### Short problem:
Set down, without alteration, the lines from the one that contains "Could you please outline every instance of the dark" through the final line of the material below.

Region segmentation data
* begin *
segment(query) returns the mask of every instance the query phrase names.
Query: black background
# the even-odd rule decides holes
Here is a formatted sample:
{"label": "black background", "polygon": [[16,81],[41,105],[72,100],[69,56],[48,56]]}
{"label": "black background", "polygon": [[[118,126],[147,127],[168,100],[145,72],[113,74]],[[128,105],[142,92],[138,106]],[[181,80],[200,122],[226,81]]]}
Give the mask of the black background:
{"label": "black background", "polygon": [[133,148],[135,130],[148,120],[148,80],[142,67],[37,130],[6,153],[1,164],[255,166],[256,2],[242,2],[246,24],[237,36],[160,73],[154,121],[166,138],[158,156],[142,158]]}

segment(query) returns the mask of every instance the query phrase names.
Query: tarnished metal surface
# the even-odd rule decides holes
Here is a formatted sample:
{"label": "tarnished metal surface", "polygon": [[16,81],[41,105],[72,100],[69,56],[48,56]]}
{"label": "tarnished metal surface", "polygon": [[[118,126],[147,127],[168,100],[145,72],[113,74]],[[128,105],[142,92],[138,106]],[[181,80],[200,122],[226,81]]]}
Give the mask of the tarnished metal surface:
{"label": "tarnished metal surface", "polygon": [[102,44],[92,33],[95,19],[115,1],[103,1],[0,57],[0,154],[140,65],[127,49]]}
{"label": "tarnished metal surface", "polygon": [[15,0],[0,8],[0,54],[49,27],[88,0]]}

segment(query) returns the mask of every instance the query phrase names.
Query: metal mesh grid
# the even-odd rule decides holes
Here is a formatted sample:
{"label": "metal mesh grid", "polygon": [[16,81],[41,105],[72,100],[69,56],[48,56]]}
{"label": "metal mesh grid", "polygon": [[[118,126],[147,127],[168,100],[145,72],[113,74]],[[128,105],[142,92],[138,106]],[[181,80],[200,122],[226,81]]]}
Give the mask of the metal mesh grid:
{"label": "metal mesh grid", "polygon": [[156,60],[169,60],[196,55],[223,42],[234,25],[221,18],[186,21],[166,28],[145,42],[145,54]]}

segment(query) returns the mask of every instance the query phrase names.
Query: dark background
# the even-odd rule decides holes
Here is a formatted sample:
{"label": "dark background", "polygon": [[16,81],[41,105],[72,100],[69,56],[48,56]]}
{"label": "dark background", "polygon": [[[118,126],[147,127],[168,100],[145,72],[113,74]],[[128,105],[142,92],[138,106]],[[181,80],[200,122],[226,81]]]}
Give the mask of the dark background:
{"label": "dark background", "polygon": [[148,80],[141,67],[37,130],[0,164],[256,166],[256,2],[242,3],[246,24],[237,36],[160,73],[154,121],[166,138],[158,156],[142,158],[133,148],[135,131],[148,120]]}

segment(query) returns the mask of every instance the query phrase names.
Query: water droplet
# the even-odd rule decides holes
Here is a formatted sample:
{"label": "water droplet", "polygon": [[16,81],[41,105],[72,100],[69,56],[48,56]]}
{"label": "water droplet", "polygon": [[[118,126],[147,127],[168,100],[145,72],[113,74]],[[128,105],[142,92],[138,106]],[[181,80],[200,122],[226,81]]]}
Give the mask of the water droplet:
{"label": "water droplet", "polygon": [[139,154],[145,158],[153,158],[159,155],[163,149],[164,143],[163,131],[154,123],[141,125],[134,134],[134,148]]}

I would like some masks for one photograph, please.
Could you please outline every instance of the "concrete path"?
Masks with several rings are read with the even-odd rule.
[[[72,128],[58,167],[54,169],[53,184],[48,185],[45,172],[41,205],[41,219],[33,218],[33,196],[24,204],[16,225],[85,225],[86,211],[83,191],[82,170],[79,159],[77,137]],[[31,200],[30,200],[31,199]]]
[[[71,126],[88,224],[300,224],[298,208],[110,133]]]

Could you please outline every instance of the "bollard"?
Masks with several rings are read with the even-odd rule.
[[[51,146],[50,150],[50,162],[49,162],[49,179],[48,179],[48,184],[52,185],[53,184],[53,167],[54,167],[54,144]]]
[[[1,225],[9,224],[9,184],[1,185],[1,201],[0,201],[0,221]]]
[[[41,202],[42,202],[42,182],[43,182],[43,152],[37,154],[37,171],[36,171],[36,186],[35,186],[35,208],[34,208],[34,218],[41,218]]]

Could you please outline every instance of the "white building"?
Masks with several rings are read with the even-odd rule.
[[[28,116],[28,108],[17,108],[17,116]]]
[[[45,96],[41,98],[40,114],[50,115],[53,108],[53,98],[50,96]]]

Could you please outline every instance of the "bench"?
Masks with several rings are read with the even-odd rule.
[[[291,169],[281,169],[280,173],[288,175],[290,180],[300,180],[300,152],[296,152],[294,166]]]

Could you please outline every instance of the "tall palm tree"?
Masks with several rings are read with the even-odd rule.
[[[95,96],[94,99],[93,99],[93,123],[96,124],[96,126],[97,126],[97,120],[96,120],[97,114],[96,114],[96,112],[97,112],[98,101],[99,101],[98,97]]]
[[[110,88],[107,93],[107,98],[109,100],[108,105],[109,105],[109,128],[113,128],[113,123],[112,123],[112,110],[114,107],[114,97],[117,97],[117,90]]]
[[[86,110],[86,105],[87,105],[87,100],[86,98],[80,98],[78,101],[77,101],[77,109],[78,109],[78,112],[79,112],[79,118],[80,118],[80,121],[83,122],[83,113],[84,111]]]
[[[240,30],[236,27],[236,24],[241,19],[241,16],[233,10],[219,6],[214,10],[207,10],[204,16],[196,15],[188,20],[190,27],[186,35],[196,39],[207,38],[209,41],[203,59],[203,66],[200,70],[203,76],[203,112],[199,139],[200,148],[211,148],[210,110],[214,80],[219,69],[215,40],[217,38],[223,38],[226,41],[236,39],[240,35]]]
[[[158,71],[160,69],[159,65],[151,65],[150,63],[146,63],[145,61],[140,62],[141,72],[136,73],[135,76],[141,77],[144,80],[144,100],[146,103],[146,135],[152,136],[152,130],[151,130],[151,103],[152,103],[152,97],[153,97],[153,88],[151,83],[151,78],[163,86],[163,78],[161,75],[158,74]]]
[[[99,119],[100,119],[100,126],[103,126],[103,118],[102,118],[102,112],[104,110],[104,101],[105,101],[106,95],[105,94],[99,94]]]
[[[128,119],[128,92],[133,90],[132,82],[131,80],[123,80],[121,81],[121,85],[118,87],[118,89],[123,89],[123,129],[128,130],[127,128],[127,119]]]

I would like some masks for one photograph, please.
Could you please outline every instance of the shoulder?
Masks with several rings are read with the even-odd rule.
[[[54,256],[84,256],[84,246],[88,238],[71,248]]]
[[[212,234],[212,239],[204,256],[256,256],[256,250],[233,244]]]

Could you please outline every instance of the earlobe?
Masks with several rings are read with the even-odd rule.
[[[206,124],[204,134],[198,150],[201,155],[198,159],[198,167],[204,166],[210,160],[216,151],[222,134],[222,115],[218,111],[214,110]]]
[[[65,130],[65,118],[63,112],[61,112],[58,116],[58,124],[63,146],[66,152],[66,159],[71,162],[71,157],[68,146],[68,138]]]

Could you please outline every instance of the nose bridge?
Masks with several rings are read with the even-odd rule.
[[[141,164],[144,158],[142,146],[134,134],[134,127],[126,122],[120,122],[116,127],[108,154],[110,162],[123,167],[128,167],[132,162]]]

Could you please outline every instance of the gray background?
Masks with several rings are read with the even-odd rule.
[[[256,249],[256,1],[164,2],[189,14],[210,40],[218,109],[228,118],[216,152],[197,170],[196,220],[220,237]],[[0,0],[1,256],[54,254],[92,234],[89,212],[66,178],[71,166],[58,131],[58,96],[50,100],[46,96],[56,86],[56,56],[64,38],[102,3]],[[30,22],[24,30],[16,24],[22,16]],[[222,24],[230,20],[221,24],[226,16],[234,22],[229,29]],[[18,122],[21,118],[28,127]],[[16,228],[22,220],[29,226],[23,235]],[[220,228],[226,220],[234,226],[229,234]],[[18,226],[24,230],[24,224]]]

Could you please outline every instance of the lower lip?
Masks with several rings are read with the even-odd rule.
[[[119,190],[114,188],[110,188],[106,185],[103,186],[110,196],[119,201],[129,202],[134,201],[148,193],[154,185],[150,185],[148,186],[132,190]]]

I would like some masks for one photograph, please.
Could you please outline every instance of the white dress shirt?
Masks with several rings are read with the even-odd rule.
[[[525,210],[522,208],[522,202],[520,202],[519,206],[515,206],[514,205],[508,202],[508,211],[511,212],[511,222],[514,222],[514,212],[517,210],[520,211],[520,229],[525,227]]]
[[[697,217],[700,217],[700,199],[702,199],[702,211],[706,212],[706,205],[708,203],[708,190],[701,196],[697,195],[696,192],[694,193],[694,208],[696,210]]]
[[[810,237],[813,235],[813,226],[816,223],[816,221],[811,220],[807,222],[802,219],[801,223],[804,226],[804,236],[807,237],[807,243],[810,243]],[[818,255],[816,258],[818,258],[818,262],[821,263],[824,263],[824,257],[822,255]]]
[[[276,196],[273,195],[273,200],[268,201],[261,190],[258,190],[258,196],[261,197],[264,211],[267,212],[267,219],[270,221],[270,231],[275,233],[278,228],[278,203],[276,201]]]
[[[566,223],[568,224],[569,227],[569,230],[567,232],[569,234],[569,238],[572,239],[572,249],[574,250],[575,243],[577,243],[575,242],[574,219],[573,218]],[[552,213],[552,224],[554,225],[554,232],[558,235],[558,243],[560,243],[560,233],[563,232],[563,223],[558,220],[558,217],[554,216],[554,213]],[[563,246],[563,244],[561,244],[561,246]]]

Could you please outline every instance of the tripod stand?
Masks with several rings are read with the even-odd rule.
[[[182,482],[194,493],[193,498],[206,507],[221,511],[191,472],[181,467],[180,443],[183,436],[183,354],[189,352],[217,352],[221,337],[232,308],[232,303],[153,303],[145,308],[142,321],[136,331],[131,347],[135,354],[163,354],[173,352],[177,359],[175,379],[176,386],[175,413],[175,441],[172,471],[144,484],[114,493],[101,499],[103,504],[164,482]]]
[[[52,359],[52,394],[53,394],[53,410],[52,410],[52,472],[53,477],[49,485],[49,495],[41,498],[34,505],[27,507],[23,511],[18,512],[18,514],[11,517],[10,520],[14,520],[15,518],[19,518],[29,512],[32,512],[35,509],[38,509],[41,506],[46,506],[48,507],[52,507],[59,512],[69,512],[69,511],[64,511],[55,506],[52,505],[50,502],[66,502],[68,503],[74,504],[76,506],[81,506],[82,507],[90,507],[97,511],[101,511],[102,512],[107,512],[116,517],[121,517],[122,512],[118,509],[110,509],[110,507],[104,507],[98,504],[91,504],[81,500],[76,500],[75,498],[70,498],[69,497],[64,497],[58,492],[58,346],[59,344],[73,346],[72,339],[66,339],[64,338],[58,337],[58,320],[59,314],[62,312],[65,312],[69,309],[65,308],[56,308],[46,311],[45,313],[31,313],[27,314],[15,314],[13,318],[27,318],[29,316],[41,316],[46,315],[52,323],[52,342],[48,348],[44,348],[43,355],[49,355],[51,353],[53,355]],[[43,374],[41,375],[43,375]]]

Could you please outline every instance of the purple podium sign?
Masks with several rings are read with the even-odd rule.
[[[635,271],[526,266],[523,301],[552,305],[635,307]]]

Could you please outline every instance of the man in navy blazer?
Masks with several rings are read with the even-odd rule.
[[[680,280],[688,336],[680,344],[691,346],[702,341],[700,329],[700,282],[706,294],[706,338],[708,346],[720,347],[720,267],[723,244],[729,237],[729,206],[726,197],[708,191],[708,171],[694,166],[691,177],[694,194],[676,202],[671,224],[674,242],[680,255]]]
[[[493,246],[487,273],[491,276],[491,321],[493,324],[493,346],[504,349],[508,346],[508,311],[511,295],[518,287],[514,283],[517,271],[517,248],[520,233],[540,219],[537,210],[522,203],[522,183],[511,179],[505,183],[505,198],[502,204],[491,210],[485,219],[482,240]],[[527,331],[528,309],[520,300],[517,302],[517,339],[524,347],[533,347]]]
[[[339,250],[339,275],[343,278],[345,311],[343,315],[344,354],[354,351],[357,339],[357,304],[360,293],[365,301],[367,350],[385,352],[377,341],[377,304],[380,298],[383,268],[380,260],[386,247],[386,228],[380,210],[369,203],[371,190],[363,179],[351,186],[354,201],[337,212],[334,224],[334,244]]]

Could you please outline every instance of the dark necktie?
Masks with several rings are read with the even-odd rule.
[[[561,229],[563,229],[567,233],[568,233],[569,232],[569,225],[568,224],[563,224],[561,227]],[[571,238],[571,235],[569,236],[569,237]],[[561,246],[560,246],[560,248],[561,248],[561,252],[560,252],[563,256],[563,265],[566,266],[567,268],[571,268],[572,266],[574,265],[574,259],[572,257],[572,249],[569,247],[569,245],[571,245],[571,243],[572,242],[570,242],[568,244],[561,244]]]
* end *
### The reply:
Could you please outline every instance of the dark necktie?
Masks with several rings are read with the even-odd rule.
[[[561,229],[563,229],[567,233],[568,233],[569,232],[569,225],[568,224],[563,224],[561,227]],[[571,238],[571,235],[569,236],[569,237]],[[561,246],[560,246],[560,248],[561,248],[561,252],[560,252],[563,256],[563,265],[566,266],[567,268],[571,268],[572,266],[574,265],[574,259],[572,257],[572,249],[569,247],[569,245],[571,245],[571,243],[572,242],[570,242],[568,244],[561,244]]]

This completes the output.